Prompt
Transcribe precisely those lines of the listing that fall between the line containing "plant in the photo above." and the last line, inclusive of both.

Raw records

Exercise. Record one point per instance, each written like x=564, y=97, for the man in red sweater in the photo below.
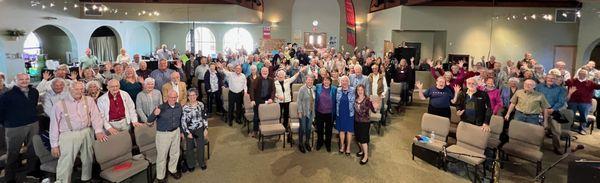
x=580, y=95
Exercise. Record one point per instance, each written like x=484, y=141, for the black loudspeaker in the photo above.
x=582, y=171
x=406, y=53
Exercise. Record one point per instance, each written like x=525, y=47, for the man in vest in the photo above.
x=70, y=133
x=377, y=85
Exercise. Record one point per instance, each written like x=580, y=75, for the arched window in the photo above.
x=237, y=38
x=204, y=40
x=32, y=45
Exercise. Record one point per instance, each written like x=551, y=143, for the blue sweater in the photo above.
x=16, y=110
x=555, y=95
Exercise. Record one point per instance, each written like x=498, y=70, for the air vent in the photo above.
x=92, y=9
x=566, y=16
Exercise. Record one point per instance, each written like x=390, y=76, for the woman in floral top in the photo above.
x=362, y=107
x=194, y=123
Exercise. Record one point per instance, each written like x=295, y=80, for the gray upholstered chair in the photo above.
x=525, y=143
x=269, y=123
x=454, y=120
x=431, y=152
x=248, y=112
x=114, y=152
x=496, y=126
x=470, y=146
x=48, y=162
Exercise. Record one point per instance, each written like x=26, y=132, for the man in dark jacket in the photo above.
x=213, y=82
x=473, y=106
x=262, y=92
x=18, y=115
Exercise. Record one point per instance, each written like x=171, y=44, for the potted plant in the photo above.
x=14, y=34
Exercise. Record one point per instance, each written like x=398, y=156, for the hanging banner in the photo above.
x=350, y=23
x=267, y=32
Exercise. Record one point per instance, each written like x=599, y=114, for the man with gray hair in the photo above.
x=70, y=132
x=56, y=94
x=147, y=100
x=358, y=78
x=18, y=115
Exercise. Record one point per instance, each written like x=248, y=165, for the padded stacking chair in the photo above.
x=454, y=120
x=525, y=143
x=114, y=153
x=395, y=97
x=496, y=125
x=145, y=138
x=376, y=117
x=269, y=123
x=431, y=152
x=248, y=112
x=470, y=146
x=48, y=162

Solution to this problem
Exercise. Record one point per instance, each written like x=171, y=44, for the potted plant in the photo above.
x=14, y=34
Exercise. Record one point per instance, each written like x=398, y=156, for the hanging banner in the photo above.
x=350, y=23
x=267, y=32
Exercise. Record one point per instance, each written like x=599, y=114, for the man with gray hair in the photo above.
x=70, y=132
x=56, y=94
x=147, y=100
x=358, y=78
x=18, y=115
Exercise. Record one point per instance, each written like x=248, y=165, for the padded stacking chair in the photo above.
x=454, y=120
x=525, y=143
x=114, y=153
x=395, y=97
x=496, y=125
x=145, y=138
x=376, y=117
x=269, y=123
x=431, y=152
x=248, y=112
x=470, y=146
x=48, y=162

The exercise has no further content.